> [What is expected]: Write out again the lines from the line with "the form [265,401]." up to and including the line with "the form [127,23].", exactly as they stand below, and skip any picture.

(Referring expression data)

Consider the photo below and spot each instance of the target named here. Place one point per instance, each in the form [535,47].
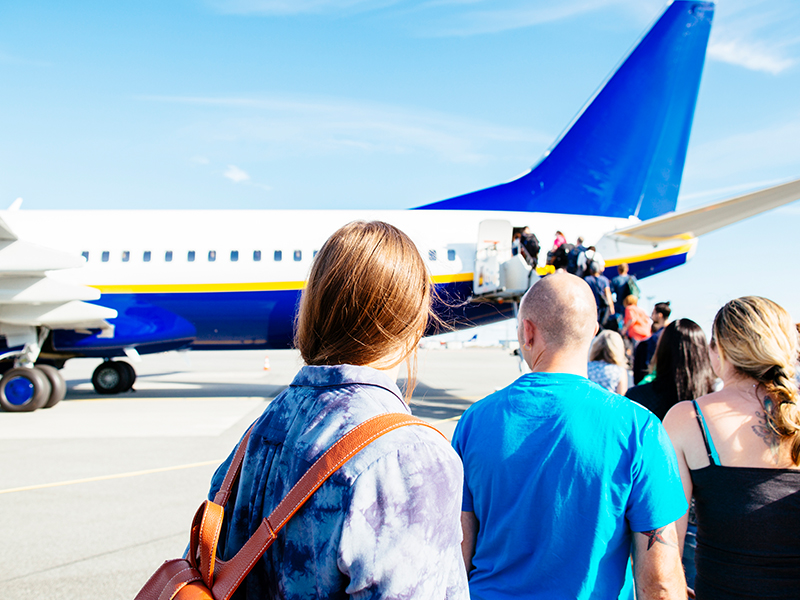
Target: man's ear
[529,332]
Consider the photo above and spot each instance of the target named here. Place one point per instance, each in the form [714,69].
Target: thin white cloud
[281,126]
[235,174]
[757,35]
[295,7]
[770,149]
[750,55]
[474,18]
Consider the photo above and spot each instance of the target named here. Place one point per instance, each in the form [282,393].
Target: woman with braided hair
[739,454]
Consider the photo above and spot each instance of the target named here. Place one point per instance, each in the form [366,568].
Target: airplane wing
[30,298]
[695,222]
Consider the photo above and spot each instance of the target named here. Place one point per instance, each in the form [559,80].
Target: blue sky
[381,103]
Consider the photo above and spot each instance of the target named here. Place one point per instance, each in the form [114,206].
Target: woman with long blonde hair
[608,366]
[387,523]
[739,454]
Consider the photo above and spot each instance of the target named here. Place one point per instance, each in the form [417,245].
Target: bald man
[564,480]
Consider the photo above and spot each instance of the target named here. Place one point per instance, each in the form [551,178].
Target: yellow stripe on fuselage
[263,286]
[198,288]
[270,286]
[613,262]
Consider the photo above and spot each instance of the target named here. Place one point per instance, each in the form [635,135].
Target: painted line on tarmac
[206,463]
[107,477]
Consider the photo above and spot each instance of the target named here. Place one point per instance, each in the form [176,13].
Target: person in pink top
[559,241]
[636,323]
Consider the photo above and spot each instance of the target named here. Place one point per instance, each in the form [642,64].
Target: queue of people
[554,485]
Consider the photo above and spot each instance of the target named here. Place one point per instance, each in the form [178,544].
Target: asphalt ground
[97,492]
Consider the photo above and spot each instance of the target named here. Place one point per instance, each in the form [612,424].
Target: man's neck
[560,365]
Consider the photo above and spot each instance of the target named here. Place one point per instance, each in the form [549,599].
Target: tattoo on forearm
[766,430]
[656,536]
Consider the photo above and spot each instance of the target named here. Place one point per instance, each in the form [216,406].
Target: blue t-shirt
[558,472]
[387,524]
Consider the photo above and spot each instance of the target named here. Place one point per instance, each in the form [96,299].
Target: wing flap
[41,290]
[69,315]
[699,221]
[24,257]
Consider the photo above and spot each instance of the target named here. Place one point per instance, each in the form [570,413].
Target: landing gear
[26,387]
[113,377]
[23,389]
[58,387]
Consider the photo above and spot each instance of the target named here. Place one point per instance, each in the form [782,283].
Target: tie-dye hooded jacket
[386,525]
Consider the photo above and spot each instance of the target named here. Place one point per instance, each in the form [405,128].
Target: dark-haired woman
[387,524]
[739,454]
[682,368]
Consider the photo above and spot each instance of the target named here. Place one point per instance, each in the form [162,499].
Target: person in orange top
[636,323]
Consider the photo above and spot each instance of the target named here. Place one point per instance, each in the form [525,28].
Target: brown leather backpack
[201,575]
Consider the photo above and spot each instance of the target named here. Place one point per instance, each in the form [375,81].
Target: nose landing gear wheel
[112,377]
[24,389]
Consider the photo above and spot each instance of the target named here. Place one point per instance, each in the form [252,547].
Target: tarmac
[96,492]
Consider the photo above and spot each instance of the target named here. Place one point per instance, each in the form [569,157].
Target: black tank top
[748,530]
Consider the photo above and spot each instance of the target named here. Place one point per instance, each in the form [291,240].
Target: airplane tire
[23,389]
[111,377]
[57,383]
[131,373]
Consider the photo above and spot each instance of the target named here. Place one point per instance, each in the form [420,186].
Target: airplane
[116,283]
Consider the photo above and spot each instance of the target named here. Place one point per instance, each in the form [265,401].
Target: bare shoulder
[679,417]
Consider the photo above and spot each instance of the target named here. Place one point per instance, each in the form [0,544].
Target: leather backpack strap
[234,468]
[232,573]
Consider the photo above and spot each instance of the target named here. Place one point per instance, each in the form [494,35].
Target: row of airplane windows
[191,255]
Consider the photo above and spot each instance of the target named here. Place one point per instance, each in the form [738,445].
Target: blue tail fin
[624,153]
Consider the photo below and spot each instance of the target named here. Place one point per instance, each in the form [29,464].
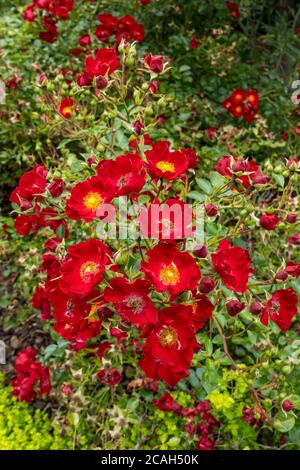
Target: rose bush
[208,334]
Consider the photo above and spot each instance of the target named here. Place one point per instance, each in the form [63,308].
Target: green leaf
[284,425]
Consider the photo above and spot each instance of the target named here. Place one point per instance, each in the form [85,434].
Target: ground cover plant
[150,224]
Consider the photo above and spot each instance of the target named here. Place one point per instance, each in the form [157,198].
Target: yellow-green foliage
[23,428]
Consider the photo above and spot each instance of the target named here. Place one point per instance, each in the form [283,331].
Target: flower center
[275,307]
[67,111]
[87,270]
[168,337]
[165,166]
[169,275]
[135,303]
[124,180]
[92,200]
[93,314]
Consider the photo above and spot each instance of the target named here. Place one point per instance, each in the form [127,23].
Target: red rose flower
[66,108]
[171,270]
[32,183]
[32,378]
[131,300]
[170,344]
[269,221]
[281,308]
[163,163]
[56,187]
[87,199]
[155,63]
[126,174]
[234,307]
[106,62]
[84,267]
[232,263]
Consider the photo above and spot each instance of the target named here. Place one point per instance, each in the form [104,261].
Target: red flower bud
[201,251]
[211,210]
[138,126]
[281,276]
[287,405]
[269,221]
[101,82]
[291,218]
[56,187]
[234,307]
[256,308]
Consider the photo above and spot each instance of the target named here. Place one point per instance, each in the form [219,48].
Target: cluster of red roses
[54,9]
[32,378]
[125,28]
[70,289]
[199,420]
[243,104]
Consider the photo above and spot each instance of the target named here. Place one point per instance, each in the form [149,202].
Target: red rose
[66,108]
[281,308]
[31,184]
[232,263]
[56,187]
[87,199]
[171,270]
[32,378]
[85,40]
[163,163]
[106,62]
[155,63]
[170,344]
[84,267]
[126,174]
[269,221]
[131,300]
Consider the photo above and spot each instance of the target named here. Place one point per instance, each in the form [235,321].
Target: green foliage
[23,428]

> [Response]:
Consider the photo above and spot each instance of the target named here. Place one point per instance, each in the form [265,401].
Target: bare shoulder
[679,417]
Consider the photo above and spot each instance of the target named here. Place one point per instance, each in the form [0,544].
Target: leather backpack strap
[234,468]
[232,573]
Consider the photo above and spot each instance of the target named here. Place one point per instance, each in the form [494,35].
Target: row of airplane windows
[191,255]
Consider the photo above and spot each instance of the target named here. Place one point per instance, each in the form [738,445].
Target: blue tail fin
[624,153]
Consider the photo below and spot each instance of the target named here. Place one point per instance, each in the form [29,464].
Target: rose bush
[208,334]
Consider the photo above and spot each instance of the target named here. Place one point per instance, each in the form [63,308].
Target: green leaf
[284,425]
Consider the photo above and spot each instance of the target named here. Place one point per instance, each in the form [85,434].
Target: ground cover plant
[150,224]
Consider the photo above and spot each instance of the target named here. Place one point per instance, each in the form [157,198].
Target: yellow-green foliage
[23,428]
Consider the photo above and spot each instance of the target named here. Place one point per instance, each in the form [283,331].
Target: flower center
[275,307]
[67,111]
[87,270]
[168,337]
[165,166]
[169,275]
[135,303]
[124,180]
[92,200]
[93,314]
Consider the photo above and spot each instance of the target named here. Place one point per instance, each in the form [127,23].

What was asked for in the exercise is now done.